Data section:
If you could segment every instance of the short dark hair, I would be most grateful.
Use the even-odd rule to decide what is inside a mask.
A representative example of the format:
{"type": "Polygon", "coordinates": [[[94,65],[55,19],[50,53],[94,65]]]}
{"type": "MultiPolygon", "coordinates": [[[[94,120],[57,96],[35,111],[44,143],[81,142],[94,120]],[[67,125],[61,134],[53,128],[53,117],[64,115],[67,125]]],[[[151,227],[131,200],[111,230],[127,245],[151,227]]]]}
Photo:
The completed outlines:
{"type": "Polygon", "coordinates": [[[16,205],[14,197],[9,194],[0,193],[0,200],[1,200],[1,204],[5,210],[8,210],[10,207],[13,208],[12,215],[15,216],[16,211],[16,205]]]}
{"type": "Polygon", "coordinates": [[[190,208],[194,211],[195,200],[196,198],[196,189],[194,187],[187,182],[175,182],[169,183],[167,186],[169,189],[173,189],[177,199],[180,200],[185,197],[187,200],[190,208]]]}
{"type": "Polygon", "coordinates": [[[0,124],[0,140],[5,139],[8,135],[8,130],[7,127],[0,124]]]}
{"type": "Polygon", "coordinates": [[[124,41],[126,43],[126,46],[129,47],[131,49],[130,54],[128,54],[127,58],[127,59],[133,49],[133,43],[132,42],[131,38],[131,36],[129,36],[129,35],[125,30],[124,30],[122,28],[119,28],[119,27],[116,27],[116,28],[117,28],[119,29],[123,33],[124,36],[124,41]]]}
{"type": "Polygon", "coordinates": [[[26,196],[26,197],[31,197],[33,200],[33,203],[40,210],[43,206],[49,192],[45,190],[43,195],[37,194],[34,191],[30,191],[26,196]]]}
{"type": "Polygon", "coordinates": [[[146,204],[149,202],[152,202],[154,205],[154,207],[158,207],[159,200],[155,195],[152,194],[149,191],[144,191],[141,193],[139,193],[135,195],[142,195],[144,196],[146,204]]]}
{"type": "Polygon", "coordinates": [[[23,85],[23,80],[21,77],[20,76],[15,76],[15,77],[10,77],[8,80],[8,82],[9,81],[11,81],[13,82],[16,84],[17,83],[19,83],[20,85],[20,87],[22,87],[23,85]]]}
==
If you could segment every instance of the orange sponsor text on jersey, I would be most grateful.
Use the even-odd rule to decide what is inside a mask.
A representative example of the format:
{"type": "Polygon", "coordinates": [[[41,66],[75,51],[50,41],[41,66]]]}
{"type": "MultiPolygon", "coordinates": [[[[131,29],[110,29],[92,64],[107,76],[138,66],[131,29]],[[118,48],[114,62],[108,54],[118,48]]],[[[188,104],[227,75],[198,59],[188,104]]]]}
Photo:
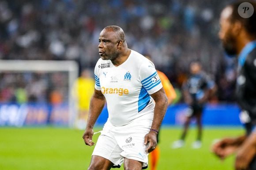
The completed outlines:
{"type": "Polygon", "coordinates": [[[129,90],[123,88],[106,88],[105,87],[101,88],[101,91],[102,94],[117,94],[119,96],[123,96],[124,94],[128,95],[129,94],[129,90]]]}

What is expected: Count the lines above that contain the string "every", treating uppercase and lowercase as distinct, and reply with that number alone.

Solution below: 2